[Problem to solve] The data is to be set down once more, exactly as it reads.
____
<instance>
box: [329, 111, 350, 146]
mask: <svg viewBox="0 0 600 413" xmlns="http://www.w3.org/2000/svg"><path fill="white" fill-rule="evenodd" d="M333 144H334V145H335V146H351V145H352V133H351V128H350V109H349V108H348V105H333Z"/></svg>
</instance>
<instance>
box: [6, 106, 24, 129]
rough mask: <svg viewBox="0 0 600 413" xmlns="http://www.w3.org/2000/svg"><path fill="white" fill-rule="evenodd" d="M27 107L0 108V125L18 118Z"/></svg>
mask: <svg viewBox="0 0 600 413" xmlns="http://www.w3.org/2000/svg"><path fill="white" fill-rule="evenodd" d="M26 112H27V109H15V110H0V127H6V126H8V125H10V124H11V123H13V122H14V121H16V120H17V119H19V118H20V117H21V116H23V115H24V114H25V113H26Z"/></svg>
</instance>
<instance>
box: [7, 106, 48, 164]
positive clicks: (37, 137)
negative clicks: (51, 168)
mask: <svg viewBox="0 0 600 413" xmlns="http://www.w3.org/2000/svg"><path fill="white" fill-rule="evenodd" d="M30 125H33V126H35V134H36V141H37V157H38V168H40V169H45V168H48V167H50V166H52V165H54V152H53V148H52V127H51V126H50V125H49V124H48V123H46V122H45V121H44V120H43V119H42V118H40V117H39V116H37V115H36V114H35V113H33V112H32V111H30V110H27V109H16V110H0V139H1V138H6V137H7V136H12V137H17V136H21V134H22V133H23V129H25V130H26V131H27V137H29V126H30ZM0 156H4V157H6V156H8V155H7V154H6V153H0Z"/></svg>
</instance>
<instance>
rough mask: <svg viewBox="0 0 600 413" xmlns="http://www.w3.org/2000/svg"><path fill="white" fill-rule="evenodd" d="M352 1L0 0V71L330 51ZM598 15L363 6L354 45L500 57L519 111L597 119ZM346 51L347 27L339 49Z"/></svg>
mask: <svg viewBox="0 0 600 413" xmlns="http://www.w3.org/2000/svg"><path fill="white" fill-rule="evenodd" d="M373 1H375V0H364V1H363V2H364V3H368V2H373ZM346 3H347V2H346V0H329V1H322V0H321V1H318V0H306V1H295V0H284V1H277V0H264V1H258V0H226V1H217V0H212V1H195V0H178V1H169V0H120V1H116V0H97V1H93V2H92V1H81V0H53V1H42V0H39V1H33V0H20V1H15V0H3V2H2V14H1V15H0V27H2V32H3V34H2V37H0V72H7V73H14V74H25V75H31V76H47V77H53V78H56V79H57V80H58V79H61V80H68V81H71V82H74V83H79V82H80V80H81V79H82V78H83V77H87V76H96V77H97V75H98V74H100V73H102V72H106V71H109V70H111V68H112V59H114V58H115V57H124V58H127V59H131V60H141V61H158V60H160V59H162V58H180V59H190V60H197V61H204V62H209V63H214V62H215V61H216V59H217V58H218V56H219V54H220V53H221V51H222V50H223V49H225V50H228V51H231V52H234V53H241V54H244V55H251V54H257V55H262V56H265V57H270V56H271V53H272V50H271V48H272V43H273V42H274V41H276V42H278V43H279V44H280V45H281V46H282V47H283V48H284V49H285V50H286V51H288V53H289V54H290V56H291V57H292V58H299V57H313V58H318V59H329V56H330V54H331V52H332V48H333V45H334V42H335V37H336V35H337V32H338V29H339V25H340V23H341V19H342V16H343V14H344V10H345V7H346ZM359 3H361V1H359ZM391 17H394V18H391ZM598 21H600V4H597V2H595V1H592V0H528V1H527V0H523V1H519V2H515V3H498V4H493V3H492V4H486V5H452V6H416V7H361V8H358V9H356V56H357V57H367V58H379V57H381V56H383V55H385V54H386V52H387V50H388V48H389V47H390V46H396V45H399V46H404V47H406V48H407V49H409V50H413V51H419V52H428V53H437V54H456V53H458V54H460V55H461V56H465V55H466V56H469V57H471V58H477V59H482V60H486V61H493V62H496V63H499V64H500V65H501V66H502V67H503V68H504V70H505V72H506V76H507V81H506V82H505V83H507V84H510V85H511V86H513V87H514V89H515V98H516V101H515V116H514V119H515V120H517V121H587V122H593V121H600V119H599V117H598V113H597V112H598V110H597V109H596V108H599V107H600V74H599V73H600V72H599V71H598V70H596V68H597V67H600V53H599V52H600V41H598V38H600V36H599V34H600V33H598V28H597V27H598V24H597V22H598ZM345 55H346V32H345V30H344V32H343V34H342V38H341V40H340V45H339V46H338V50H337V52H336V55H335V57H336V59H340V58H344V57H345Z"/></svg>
____
[Completed task]
<instance>
box: [329, 111, 350, 146]
mask: <svg viewBox="0 0 600 413" xmlns="http://www.w3.org/2000/svg"><path fill="white" fill-rule="evenodd" d="M333 144H334V145H335V146H351V145H352V133H351V128H350V109H349V108H348V105H333Z"/></svg>
</instance>
<instance>
box: [6, 106, 24, 129]
rough mask: <svg viewBox="0 0 600 413" xmlns="http://www.w3.org/2000/svg"><path fill="white" fill-rule="evenodd" d="M27 107L0 108V125L18 118Z"/></svg>
mask: <svg viewBox="0 0 600 413" xmlns="http://www.w3.org/2000/svg"><path fill="white" fill-rule="evenodd" d="M26 112H27V109H15V110H0V127H6V126H8V125H10V124H11V123H13V122H14V121H16V120H17V119H19V118H20V117H21V116H23V115H24V114H25V113H26Z"/></svg>
</instance>
<instance>
box: [7, 106, 48, 164]
positive clicks: (37, 137)
negative clicks: (51, 168)
mask: <svg viewBox="0 0 600 413" xmlns="http://www.w3.org/2000/svg"><path fill="white" fill-rule="evenodd" d="M30 125H33V126H35V134H36V141H37V157H38V168H40V169H45V168H48V167H50V166H52V165H54V152H53V148H52V127H51V126H50V125H49V124H48V123H46V122H45V121H44V120H43V119H42V118H40V117H39V116H37V115H36V114H35V113H33V112H32V111H30V110H27V109H16V110H0V139H1V138H6V137H7V136H12V137H17V136H21V134H22V133H23V129H25V130H26V131H27V137H29V126H30ZM0 156H4V157H6V156H8V155H7V154H6V153H0Z"/></svg>
</instance>
<instance>
rough mask: <svg viewBox="0 0 600 413" xmlns="http://www.w3.org/2000/svg"><path fill="white" fill-rule="evenodd" d="M352 1L0 0V71L330 51ZM598 15L363 6L354 45L500 57L519 111L597 119ZM346 51L347 27L339 49Z"/></svg>
mask: <svg viewBox="0 0 600 413" xmlns="http://www.w3.org/2000/svg"><path fill="white" fill-rule="evenodd" d="M373 1H375V0H364V1H363V2H364V3H368V2H373ZM346 3H347V2H346V0H329V1H322V0H321V1H318V0H306V1H295V0H284V1H277V0H264V1H258V0H226V1H217V0H212V1H195V0H178V1H169V0H120V1H116V0H97V1H93V2H92V1H81V0H53V1H42V0H39V1H33V0H20V1H15V0H3V2H2V14H1V15H0V27H2V32H3V34H2V37H0V72H7V73H14V74H25V75H31V76H47V77H53V78H56V79H57V80H58V79H61V80H68V81H71V82H74V83H79V82H80V80H81V79H82V78H83V77H87V76H96V77H97V75H98V74H100V73H102V72H106V71H109V70H111V68H112V59H114V58H115V57H124V58H127V59H131V60H141V61H158V60H160V59H162V58H180V59H190V60H197V61H204V62H209V63H214V62H215V61H216V59H217V58H218V56H219V54H220V53H221V51H222V50H223V49H225V50H228V51H231V52H234V53H241V54H244V55H251V54H257V55H262V56H265V57H270V56H271V53H272V50H271V48H272V43H273V42H274V41H276V42H278V43H279V44H280V45H281V46H282V47H283V48H284V49H285V50H286V51H288V53H289V54H290V56H291V57H292V58H299V57H313V58H318V59H329V56H330V54H331V52H332V48H333V45H334V42H335V37H336V35H337V32H338V29H339V25H340V23H341V19H342V16H343V14H344V10H345V7H346ZM359 3H361V1H359ZM391 17H394V18H391ZM598 21H600V4H597V2H595V1H592V0H528V1H527V0H523V1H519V2H515V3H498V4H493V3H492V4H486V5H452V6H416V7H361V8H358V9H356V56H357V57H367V58H379V57H381V56H383V55H385V54H386V52H387V50H388V48H389V47H390V46H396V45H399V46H404V47H406V48H407V49H409V50H413V51H419V52H428V53H437V54H456V53H458V54H460V55H461V56H465V55H466V56H469V57H471V58H477V59H482V60H486V61H493V62H496V63H499V64H500V65H501V66H502V67H503V68H504V70H505V72H506V76H507V81H506V82H505V83H507V84H510V85H511V86H513V87H514V89H515V98H516V101H515V116H514V119H515V120H517V121H587V122H593V121H600V119H599V117H598V113H597V112H598V110H597V109H596V108H599V107H600V74H599V73H600V72H599V71H598V70H596V68H597V67H600V53H599V52H600V41H598V38H600V36H599V34H600V33H598V28H597V27H598V24H597V22H598ZM345 55H346V32H345V30H344V32H343V34H342V38H341V40H340V45H339V46H338V50H337V52H336V55H335V57H336V59H340V58H344V57H345Z"/></svg>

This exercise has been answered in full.